Records excerpted from a collection

*****

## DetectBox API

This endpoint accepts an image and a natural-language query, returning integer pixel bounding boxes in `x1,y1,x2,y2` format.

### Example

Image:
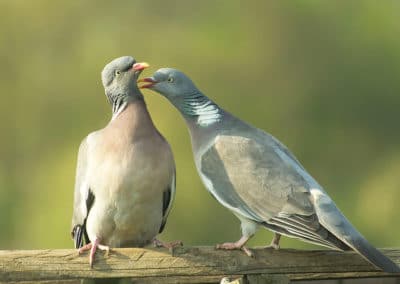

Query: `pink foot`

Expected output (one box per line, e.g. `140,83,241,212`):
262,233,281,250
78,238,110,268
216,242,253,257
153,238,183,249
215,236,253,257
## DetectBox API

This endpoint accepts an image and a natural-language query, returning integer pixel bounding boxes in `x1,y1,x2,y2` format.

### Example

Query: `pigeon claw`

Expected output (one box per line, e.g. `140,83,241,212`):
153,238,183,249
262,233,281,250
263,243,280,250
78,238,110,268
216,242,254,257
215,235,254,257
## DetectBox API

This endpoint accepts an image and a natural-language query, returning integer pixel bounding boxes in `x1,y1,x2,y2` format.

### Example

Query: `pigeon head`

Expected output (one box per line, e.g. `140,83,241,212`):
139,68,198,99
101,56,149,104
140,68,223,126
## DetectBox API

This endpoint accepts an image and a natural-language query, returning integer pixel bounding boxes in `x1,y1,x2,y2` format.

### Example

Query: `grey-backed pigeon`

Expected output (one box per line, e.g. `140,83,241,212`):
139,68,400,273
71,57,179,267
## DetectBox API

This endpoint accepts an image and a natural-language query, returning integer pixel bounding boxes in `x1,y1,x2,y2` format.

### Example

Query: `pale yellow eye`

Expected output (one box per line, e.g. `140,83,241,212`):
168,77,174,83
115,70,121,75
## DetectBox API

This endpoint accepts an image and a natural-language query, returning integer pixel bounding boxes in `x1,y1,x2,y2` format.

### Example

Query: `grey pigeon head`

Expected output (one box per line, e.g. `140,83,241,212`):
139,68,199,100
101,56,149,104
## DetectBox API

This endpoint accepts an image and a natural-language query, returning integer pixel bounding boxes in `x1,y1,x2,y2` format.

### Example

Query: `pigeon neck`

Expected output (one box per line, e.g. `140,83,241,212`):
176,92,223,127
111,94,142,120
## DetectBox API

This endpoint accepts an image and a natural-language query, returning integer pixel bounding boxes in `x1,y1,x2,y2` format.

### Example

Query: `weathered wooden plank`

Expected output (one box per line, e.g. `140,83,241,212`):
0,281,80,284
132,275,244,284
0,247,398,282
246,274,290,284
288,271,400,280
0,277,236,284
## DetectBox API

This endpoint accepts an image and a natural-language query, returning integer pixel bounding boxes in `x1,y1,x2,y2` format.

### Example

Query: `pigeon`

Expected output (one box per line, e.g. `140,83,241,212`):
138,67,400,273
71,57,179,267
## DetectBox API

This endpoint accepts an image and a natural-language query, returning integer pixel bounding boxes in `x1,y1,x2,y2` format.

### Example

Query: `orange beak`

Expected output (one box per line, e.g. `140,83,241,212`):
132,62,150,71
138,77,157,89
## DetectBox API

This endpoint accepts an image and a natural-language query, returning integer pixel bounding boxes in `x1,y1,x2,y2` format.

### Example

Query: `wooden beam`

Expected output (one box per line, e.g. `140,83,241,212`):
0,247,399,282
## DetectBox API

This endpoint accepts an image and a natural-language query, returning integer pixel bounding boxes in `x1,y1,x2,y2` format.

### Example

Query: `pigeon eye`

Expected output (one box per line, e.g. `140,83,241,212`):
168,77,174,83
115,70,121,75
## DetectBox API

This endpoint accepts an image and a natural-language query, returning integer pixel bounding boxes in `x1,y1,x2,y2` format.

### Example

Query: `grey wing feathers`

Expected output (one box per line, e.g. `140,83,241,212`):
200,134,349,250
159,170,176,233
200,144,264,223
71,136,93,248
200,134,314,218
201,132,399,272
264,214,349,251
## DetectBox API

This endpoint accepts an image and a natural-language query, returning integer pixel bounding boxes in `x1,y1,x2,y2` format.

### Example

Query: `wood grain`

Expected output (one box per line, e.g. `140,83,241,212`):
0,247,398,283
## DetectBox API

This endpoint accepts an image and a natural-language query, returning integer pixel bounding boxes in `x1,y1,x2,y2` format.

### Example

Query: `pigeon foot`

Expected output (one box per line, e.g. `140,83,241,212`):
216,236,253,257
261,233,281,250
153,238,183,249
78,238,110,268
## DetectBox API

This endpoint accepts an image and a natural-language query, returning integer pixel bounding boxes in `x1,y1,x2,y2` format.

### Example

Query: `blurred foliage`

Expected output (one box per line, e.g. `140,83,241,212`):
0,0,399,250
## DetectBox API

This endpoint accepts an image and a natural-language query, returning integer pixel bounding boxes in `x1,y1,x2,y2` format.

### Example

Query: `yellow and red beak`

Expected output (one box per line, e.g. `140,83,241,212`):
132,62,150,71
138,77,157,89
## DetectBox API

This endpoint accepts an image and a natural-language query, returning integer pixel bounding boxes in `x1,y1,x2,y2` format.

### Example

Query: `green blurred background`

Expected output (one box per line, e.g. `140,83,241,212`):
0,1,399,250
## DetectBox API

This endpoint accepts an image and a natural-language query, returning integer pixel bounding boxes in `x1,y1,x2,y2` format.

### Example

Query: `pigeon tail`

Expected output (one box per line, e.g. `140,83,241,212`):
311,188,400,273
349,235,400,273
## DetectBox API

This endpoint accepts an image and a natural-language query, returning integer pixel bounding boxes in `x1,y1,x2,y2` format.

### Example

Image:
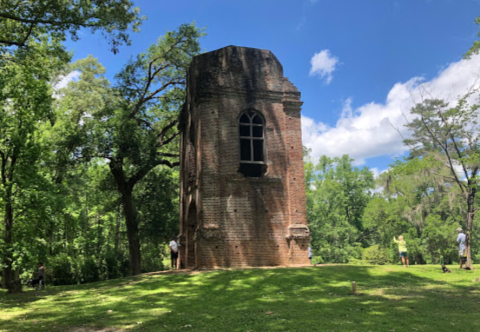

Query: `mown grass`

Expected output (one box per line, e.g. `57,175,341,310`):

*****

Aim of the task
Among the lines of the data above, some may hold the word "yellow"; report how many, as a single number.

Exercise answer
2